# Page extract
§ §

A shooting conflict, involving a superpower, taking place in one of Europe’s most agriculturally productive and mineral-rich countries, has huge potential for political and economic fallout, enough to keep pundits and market watchers awake at night. But an in-depth analysis of geopolitical events over the past several decades, by Truist Advisory, would suggest that investors may not need to worry quite so much.

The firm looked at 12 major events, including the Cuban missile crisis of 1962, the Iran hostage crisis of 1979, and the Iraq War of 2003, and followed market fluctuations for a year after each event. On average, the S&P 500 gained 8.6% in the ‘post-event’ period; the index posted a one-year gain in 9 of the 12 periods examined.

Truist’s co-chief investment officer, Keith Lerner, sums up this findings, saying, “When you look at the history of geopolitical events, they tend to have a short-term impact on the markets, and as long as they don’t drive you into recession, then the markets tend to rebound... The conclusion is that we don’t think investors should overreact to this situation by itself.”

With all of this in mind, let’s take a look at two stocks that have shown sharp losses recently – and are still showing substantial upside, suggesting they may jump when the geopolitical situation calms down. According to the latest TipRanks data, both are Strong Buy stocks, and both show potential for triple-digit percentage gains in the coming months.

Porch Group (PRCH)

§ §

Data extracted from a collection:
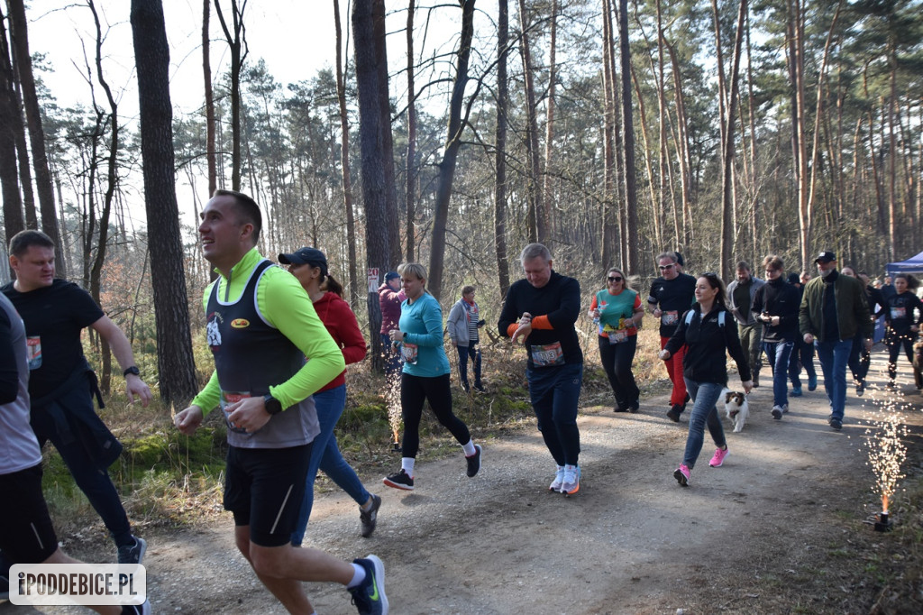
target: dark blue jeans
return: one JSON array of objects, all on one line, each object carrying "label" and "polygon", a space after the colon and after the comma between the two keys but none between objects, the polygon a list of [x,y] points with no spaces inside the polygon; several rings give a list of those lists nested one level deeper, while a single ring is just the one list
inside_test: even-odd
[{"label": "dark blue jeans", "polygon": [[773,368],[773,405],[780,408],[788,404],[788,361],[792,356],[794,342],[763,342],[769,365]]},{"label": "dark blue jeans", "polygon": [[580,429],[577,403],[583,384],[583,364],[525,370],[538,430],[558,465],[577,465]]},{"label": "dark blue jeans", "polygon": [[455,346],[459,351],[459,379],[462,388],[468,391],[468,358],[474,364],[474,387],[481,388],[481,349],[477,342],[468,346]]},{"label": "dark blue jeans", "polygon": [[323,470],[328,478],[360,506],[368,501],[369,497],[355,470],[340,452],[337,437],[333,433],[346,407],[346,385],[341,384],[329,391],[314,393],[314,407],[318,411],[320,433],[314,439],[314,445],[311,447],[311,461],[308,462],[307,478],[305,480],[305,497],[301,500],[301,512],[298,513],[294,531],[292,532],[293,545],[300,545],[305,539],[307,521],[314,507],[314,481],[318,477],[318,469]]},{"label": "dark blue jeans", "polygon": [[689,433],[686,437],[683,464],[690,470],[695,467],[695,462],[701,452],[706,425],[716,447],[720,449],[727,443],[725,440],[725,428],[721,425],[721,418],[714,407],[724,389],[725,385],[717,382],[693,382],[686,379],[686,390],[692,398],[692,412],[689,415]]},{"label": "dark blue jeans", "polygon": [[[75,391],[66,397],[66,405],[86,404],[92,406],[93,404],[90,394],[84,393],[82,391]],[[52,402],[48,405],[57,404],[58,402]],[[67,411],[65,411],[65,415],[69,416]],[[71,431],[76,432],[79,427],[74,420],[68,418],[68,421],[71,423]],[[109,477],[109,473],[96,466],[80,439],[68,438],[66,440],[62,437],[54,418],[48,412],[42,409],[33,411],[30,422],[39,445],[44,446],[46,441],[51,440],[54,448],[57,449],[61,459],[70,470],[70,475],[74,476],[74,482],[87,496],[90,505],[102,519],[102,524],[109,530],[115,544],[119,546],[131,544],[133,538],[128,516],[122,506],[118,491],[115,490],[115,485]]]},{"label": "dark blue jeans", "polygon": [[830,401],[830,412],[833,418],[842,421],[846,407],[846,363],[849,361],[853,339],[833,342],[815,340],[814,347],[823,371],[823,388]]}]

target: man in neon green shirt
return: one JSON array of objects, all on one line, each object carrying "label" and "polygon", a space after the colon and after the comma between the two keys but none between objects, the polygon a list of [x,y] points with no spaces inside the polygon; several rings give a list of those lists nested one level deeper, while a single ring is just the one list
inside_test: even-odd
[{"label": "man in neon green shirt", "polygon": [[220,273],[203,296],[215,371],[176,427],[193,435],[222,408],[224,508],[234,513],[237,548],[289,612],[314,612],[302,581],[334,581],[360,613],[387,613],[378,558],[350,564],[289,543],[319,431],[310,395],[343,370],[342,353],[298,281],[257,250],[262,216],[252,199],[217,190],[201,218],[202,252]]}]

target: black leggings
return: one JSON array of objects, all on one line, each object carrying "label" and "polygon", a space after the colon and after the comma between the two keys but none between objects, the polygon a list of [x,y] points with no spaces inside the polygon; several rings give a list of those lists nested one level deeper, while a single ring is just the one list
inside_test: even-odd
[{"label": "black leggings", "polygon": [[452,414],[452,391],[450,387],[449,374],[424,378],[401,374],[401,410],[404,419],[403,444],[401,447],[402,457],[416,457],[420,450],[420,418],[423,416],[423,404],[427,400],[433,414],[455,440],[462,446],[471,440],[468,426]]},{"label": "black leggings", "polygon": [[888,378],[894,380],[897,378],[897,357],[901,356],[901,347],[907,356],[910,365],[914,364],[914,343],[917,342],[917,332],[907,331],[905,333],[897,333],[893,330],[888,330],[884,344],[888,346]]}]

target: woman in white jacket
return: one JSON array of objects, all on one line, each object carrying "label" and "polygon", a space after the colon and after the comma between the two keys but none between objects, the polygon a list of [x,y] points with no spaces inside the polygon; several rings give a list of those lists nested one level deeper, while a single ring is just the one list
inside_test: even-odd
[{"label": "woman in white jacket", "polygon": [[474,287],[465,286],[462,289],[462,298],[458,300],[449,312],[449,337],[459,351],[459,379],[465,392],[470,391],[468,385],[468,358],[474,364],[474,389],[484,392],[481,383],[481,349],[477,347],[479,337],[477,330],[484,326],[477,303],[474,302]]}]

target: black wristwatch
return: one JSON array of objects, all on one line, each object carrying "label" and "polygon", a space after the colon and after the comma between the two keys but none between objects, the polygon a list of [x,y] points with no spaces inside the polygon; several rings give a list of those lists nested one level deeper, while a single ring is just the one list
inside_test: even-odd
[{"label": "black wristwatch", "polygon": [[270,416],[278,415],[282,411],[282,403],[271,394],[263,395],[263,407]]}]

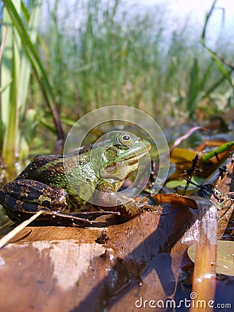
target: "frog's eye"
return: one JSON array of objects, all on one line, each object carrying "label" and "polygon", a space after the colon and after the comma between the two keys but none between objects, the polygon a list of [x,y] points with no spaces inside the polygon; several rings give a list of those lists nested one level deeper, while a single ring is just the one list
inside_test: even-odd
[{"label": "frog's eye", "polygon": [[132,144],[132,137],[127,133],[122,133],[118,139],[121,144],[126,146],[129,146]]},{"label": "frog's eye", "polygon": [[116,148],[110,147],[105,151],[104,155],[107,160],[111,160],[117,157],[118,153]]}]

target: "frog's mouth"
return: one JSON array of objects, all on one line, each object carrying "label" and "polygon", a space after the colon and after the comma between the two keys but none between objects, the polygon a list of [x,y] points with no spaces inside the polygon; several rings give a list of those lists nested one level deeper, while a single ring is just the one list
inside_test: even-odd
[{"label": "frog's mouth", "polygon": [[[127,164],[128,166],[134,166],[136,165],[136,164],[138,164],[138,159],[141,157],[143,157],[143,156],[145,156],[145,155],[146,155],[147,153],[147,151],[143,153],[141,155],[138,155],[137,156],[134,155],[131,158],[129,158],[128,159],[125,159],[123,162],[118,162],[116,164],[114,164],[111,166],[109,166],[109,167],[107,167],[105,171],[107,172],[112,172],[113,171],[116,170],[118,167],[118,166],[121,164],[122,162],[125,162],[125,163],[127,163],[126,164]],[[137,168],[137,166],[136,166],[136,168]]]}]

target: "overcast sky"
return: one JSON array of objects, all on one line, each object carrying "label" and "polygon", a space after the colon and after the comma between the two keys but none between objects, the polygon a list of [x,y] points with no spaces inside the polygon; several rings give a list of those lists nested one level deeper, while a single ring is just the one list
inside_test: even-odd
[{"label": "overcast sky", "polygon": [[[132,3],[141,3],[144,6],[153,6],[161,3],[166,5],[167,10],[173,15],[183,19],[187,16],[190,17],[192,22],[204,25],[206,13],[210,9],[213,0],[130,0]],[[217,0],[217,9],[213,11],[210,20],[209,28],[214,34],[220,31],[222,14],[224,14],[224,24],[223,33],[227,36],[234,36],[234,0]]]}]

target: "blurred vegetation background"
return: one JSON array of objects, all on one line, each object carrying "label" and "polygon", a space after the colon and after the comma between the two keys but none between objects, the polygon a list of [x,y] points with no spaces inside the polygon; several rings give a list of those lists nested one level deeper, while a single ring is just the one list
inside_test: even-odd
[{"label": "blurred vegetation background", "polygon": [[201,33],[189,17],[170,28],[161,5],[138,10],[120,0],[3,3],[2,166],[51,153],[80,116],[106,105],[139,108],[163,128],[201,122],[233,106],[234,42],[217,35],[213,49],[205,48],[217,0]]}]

§ §

# To be done
**A.** Return the passage of the geopolitical markets article between "A shooting conflict, involving" and "12 periods examined.", inclusive, copied word for word.
**B.** Decide whether each statement agrees with the geopolitical markets article, answering yes or no and quoting the words that decide it: (i) Truist examined 12 major events; (ii) the S&P 500 posted a one-year gain in every period examined; (iii) Keith Lerner is Truist's chief financial officer.
**C.** Continue the geopolitical markets article from the point where it stops.
The records come from a separate source unrelated to the article.

# The replies
**A.**
A shooting conflict, involving a superpower, taking place in one of Europe’s most agriculturally productive and mineral-rich countries, has huge potential for political and economic fallout, enough to keep pundits and market watchers awake at night. But an in-depth analysis of geopolitical events over the past several decades, by Truist Advisory, would suggest that investors may not need to worry quite so much.

The firm looked at 12 major events, including the Cuban missile crisis of 1962, the Iran hostage crisis of 1979, and the Iraq War of 2003, and followed market fluctuations for a year after each event. On average, the S&P 500 gained 8.6% in the ‘post-event’ period; the index posted a one-year gain in 9 of the 12 periods examined.

**B.**
(i) Yes: "The firm looked at 12 major events"
(ii) No: "the index posted a one-year gain in 9 of the 12 periods examined"
(iii) No: "Truist’s co-chief investment officer, Keith Lerner"

**C.**
The first stock we're looking at is Porch Group, an online service company offering software and platforms that connect homeowners with the services they need to maintain and improve their properties. These include home improvement and warranty, contracting, moving, and home inspection. Taken together, Porch can connect customers with service providers in every segment of the $500 billion annual home improvement market.

The company went public, in December of 2020, through a SPAC transaction, and the shares saw a volatile 2021 before falling sharply from their November peak into the beginning of this year. The stock is down 68% from that peak.

It’s important to note, however, that even as Porch’s share price has declined the company has continued to execute on its expansionary strategy. It announced in December the addition of the newest module in its software offerings for home inspection services, the Inspection Support Network. The new module allows homebuyers and agents to pay for inspections at the home closing.